Fragment tekstu =>
******************************

Nie wdając się w szczegóły prześledzimy kulisy powstawania World of Warcraft. Dowiecie się również co powstawanie WoWa miało wspólnego z Warcraftem 3 i dlaczego biurka menadżerów Blizzarda znajdowały się na korytarzu.
Zostaw łapkę, suba i komentarz. Nawet babcię możesz pozdrowić, a i tak wpłynie to pozytywnie na nasze zasięgi.
Siadaj mały nolifie, opowiem Ci historię jak powstał World of Warcraft, legenda MMORPGów. Historię, której głównymi bohaterami są ludzie, dla których poza tworzeniem WoWa nie liczyło się nic, w pracy spędzali większość życia i czuli, że z ich rąk wypłynie legenda. Jeszcze zanim zaczniemy muszę Cię uprzedzić o bardzo kiepskiej jakości materiałów pochodzących z początków World of Warcraft, wyobraźcie sobie, że wtedy HD nie było tak popularne.
Januszex w USA
Gdy Blizzard zaczynał pracę nad World of Warcraft słynął już z Diablo, Starcrafta oraz Warcrafta, ale w żadnym stopniu nie przypominał wielkiej, bogatej korporacji. Siedziba Blizzarda była ciasna, na podłodze walały się śmieci i resztki jedzenia, a menadżerowie zespołów siedzieli przy biurkach… Na korytarzu.

******************************

Surowe rekordy =>
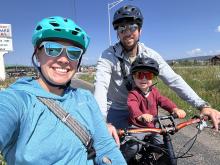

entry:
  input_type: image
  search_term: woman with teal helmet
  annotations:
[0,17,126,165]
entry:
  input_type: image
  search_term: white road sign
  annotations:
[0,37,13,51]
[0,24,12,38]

******************************

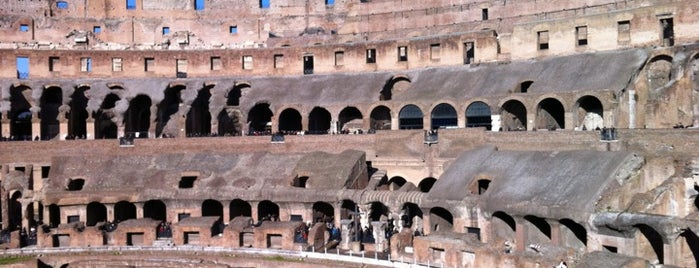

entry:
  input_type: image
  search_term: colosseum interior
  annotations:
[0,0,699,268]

******************************

Polecenia =>
1. Wyjaśnij w jednym do trzech zdań, dlaczego według tekstu o powstawaniu World of Warcraft materiały z początków gry mają bardzo kiepską jakość.
2. Rozwiń tekst o powstawaniu World of Warcraft, dopisując dalszy ciąg zaraz po jego ostatnim zdaniu.

Odpowiedzi końcowe =>
1. Materiały z początków World of Warcraft mają bardzo kiepską jakość, ponieważ w tamtym czasie HD nie było jeszcze tak popularne.

2.
Jednak wszystko miało swoje powody. Blizzard doskonale zdawał sobie sprawę z tego, że praca nad World of Warcraft to będą ► lata ciężkiej pracy, potrzebne będą ogromne ilości funduszy i, przede wszystkim, zgrany zespół.
O ile śmieci na podłodze może ciężko uzasadnić, o tyle biurka menadżerów na korytarzu jak najbardziej. Struktura Blizzarda była bardzo płaska, każdy miał swój wkład w tworzone dzieło i każdy miał bezpośredni kontakt z ludźmi wyżej położonymi. Między innymi dlatego biurka menadżerów były w takim, a nie innymi miejscu. Studio poświęciło wiele czasu, aby zachęcić swoich pracowników, nawet najbardziej wycofanych introwertyków, do dzielenia się pomysłami i sugestiami.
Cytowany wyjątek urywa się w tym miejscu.